→ WHAT THE TASK ASKS: Return, from the data below, each line that contains the word "formatted".

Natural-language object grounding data
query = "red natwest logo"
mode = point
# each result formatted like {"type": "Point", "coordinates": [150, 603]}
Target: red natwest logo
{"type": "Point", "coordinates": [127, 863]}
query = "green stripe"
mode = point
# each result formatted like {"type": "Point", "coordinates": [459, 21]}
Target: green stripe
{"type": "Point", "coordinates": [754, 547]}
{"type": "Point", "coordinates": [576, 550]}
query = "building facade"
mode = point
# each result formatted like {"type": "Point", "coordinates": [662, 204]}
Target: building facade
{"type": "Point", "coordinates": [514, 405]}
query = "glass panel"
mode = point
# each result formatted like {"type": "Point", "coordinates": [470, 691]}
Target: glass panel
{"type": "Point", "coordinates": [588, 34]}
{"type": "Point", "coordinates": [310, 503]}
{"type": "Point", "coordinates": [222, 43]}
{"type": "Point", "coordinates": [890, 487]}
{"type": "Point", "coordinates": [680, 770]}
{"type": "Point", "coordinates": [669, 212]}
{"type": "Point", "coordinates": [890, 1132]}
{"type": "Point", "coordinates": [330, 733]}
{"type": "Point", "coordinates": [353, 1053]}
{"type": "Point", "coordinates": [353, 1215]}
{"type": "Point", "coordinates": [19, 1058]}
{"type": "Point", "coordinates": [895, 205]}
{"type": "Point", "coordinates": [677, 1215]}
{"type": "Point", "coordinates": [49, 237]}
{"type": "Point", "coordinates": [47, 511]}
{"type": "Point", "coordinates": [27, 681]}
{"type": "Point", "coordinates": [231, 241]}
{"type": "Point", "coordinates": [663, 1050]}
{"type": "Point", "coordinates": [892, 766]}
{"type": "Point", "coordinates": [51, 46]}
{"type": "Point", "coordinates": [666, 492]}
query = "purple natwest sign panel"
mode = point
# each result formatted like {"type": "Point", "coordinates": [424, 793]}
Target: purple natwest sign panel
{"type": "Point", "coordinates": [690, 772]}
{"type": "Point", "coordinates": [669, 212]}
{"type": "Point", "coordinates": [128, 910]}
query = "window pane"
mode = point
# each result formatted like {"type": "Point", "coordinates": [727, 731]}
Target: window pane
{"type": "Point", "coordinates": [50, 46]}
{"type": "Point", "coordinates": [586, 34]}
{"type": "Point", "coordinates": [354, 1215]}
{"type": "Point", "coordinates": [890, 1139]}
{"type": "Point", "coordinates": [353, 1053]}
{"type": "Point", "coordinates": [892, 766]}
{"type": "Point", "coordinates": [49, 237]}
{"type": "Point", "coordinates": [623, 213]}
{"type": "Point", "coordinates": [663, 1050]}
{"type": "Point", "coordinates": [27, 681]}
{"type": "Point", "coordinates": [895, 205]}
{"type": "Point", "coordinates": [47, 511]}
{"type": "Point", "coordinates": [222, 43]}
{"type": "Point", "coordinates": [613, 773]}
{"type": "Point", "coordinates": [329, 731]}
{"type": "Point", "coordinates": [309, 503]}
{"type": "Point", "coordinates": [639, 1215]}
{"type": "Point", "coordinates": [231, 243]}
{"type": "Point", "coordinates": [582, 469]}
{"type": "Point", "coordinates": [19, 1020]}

→ EXPECTED ANSWER:
# each result formatted like {"type": "Point", "coordinates": [150, 603]}
# each result formatted like {"type": "Point", "coordinates": [459, 21]}
# each result formatted like {"type": "Point", "coordinates": [662, 204]}
# each result formatted like {"type": "Point", "coordinates": [470, 691]}
# each result formatted like {"type": "Point", "coordinates": [424, 793]}
# each result formatted like {"type": "Point", "coordinates": [727, 731]}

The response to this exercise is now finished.